Questions:
[A] Recopiez fidèlement le passage de l'extrait sur Madonna, depuis « Sexe, religion et » jusqu'à « de coucheries ?). » inclus.
[B] Répondez aux questions suivantes à l'aide de l'extrait sur Madonna.
(i) En quelle année Madonna a-t-elle écrit le Forbidden Love de l'album Bedtime Stories ?
(ii) Dans quel album figure la chanson Addicted ?
(iii) De quelle chanson la phrase « I'll make this the best night of you life » est-elle tirée ?

Extrait à lire:

Filmographie chaotique, maternité, contorsions, mariage et tournées monumentales. Divorce, clips ultra léchés, chute à cheval, exhibitionnisme et Cabale. Polémiques et provocations.
Sexe, religion et danse comme sainte trinité.
Être soi à tout prix et ne rien regretter. Se réinventer pour toujours rester au faîte de la célébrité à défaut de la popularité parfois.
Il y a eu Madonna, Like A Virgin, True Blue, Like A Prayer, I’m Breathless, Erotica, Bedtime Stories, Ray Of Light, Music, American Life, Confessions On A Dance Floor, Hard Candy et MDNA :
Vous avez eu mon coup de cafard, mes prières et mes confessions. Mon illumination. Vous avez eu mon ADN, ma vie. Vous avez eu ma sexualité, vous avez pu me sucer jusqu’à la moelle. Vous avez eu ma musique et mes histoires pour dormir (histoires de coucheries ?).
Ceci est mon coeur, je vous le délivre. Rebel Heart.
Visuellement, rien de bien nouveau. Imageries religieuse et sexuelle mêlées. C’est léché, c’est retouché, c’est beau.
Pour ce qui est des thématiques, rien de nouveau non plus.
Madonna écrivait Forbidden Love en 1994 dans Bedtime Stories puis un autre Forbidden Love dans Confessions On The Dance Floor en 2005.
Elle écrira I’m Addicted dans MDNA puis Addicted dans Rebel Heart.
Tout va bien.
Elle prône la survie et de la foi en soi malgré les amours déçus. Creuser le sillon I will survive, quoi : Tu m’as brisé le coeur, tu m’as trahie, mais j’ai su me relever, et je suis plus forte qu’avant.
Ajoutons-y un peu de sexe, sans trop de subtilité (S.E.X.) ou d’humilité (« I’ll make this the best night of you life » dans Best Night). On n’est pas là pour tricoter des bonnets, après tout.

Données présentées:
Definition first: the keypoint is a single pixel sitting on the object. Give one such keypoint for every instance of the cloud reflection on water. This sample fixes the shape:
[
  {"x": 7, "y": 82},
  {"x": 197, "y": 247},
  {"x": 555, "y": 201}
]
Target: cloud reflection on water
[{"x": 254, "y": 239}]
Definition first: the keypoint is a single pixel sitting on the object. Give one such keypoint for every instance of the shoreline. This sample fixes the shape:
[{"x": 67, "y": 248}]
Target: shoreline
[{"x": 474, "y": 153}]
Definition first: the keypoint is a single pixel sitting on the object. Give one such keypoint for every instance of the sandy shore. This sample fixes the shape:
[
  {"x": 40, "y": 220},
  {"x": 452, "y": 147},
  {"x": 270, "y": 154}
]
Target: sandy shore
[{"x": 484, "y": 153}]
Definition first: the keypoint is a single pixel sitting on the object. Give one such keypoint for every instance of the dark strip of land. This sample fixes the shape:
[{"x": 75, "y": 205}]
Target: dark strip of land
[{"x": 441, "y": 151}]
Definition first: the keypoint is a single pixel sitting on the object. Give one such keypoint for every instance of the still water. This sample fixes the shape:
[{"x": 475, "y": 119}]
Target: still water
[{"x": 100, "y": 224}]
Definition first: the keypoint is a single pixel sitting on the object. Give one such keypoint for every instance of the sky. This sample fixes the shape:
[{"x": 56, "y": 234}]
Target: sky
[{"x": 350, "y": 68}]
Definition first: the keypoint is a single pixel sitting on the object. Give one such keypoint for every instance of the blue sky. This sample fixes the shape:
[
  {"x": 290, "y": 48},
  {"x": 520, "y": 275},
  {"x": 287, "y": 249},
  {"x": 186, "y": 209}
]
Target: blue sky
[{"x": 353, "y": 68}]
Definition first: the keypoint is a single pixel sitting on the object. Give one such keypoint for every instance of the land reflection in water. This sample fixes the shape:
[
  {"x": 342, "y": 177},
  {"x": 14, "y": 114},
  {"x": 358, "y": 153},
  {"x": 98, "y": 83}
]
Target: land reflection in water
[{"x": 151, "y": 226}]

Réponses:
[A]
Sexe, religion et danse comme sainte trinité.
Être soi à tout prix et ne rien regretter. Se réinventer pour toujours rester au faîte de la célébrité à défaut de la popularité parfois.
Il y a eu Madonna, Like A Virgin, True Blue, Like A Prayer, I’m Breathless, Erotica, Bedtime Stories, Ray Of Light, Music, American Life, Confessions On A Dance Floor, Hard Candy et MDNA :
Vous avez eu mon coup de cafard, mes prières et mes confessions. Mon illumination. Vous avez eu mon ADN, ma vie. Vous avez eu ma sexualité, vous avez pu me sucer jusqu’à la moelle. Vous avez eu ma musique et mes histoires pour dormir (histoires de coucheries ?).

[B]
(i) En 1994.
(ii) Dans Rebel Heart.
(iii) De Best Night.